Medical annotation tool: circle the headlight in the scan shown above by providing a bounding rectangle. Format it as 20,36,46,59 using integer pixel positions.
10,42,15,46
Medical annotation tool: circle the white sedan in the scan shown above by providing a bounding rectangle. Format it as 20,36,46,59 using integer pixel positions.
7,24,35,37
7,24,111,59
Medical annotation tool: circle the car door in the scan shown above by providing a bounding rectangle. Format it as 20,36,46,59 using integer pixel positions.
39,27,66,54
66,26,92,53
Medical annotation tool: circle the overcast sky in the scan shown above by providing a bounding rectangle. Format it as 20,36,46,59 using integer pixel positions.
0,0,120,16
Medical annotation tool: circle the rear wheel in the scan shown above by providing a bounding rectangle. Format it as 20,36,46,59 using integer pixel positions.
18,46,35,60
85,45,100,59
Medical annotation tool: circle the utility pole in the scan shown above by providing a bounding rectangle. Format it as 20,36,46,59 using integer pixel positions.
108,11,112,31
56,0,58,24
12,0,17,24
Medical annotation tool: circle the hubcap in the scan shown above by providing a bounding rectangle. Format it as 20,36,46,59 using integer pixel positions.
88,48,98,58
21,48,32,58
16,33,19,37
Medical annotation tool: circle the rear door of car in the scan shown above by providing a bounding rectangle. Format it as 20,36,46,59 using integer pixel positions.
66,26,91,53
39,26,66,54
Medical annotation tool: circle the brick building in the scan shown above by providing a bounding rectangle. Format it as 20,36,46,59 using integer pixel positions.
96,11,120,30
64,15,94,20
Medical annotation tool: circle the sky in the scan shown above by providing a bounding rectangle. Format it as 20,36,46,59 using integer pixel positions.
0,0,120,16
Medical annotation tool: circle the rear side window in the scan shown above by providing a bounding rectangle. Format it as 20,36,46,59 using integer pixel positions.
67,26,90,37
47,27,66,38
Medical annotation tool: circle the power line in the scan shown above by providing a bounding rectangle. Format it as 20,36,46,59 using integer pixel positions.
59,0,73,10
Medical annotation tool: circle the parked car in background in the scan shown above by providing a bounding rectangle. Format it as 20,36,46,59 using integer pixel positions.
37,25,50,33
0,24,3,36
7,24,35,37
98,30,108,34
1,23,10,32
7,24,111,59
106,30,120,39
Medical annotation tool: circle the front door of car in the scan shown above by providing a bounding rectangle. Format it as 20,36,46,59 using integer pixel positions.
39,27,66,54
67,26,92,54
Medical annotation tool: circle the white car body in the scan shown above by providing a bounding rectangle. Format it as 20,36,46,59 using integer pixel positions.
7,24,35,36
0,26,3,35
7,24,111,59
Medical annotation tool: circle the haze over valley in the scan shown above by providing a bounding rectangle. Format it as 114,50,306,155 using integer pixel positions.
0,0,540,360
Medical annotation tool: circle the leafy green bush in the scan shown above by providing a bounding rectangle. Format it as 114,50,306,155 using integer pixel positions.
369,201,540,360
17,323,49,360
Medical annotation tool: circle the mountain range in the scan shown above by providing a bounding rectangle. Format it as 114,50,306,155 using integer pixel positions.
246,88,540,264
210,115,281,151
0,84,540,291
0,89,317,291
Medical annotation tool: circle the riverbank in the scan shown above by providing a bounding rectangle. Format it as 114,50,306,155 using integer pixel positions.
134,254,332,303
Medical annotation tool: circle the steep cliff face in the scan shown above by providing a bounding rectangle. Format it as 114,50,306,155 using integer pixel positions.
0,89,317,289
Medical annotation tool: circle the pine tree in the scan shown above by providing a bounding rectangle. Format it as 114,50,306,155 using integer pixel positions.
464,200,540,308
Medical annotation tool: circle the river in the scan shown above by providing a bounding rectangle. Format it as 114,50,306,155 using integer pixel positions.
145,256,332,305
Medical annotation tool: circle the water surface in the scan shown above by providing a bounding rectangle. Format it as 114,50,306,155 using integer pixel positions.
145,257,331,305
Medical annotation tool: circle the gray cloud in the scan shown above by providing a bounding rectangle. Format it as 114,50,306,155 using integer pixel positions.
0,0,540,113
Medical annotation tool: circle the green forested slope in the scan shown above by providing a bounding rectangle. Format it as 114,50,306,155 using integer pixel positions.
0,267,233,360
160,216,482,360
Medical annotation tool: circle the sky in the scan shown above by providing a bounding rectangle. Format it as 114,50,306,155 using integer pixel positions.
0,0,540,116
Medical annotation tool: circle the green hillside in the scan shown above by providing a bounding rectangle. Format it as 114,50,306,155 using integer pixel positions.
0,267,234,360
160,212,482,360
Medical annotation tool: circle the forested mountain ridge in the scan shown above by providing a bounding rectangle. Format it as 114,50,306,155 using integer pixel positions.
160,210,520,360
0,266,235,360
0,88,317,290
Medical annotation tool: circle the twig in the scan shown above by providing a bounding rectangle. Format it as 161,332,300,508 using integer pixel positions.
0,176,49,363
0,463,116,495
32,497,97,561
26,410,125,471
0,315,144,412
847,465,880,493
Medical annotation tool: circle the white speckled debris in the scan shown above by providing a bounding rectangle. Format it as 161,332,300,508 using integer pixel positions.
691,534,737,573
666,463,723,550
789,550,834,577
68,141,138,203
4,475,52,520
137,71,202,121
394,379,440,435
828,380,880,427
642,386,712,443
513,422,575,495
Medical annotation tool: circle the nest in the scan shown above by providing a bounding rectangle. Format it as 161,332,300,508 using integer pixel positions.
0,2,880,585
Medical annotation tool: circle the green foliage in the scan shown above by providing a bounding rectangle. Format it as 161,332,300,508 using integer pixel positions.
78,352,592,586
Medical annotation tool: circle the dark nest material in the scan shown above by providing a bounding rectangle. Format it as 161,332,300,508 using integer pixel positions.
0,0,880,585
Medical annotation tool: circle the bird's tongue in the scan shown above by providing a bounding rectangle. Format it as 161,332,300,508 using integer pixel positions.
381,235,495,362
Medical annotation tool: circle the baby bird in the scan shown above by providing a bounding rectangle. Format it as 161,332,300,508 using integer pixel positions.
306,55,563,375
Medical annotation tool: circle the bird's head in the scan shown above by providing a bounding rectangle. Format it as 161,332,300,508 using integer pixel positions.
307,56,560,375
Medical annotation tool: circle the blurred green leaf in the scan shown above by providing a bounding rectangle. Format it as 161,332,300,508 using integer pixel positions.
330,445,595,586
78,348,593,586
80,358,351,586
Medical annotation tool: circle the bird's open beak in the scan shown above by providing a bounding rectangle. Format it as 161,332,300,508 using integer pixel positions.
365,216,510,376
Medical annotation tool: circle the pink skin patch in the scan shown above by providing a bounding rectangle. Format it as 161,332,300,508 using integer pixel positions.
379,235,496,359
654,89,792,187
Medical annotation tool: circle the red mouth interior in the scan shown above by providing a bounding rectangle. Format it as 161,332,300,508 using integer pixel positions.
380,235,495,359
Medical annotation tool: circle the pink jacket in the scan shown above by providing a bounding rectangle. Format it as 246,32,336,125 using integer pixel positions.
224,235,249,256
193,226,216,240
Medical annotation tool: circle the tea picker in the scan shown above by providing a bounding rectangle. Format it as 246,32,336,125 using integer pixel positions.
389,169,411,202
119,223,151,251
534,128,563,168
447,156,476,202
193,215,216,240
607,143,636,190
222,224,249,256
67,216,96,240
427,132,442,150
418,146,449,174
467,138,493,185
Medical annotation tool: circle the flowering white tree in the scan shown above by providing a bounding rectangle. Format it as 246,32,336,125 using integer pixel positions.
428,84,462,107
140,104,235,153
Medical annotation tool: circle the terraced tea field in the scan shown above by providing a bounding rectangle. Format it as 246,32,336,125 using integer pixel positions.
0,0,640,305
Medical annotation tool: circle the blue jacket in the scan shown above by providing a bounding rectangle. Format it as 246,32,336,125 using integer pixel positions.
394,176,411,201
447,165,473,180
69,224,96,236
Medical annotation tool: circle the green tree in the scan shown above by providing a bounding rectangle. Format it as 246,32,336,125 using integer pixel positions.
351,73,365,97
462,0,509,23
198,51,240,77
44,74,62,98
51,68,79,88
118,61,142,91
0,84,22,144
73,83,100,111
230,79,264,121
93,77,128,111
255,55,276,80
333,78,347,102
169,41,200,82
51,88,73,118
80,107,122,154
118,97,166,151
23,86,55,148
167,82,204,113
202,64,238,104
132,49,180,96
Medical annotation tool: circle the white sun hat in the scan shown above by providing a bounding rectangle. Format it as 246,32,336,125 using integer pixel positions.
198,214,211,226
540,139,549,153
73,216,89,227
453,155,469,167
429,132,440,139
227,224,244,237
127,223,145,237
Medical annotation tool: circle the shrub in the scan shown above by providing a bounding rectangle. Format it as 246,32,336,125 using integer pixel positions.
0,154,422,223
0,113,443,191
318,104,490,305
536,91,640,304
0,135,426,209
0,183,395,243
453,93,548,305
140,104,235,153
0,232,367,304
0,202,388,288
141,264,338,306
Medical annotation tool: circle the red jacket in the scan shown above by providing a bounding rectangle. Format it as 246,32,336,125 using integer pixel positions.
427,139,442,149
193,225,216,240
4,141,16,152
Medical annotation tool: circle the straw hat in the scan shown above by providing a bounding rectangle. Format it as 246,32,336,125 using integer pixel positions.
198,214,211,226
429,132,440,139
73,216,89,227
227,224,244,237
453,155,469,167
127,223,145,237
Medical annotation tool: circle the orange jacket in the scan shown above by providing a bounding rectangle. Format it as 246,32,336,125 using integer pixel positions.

- [Instructions to follow]: Copy out the records above, word for word, from the line containing "Medical annotation tool: circle the car" through the line containing "66,26,92,53", both lines included.

- [Expected answer]:
Medical annotation tool: circle the car door in the scan shown above by providing a bounding rectangle. Format it as 20,36,46,59 using integer pixel positions.
39,27,66,54
66,26,92,53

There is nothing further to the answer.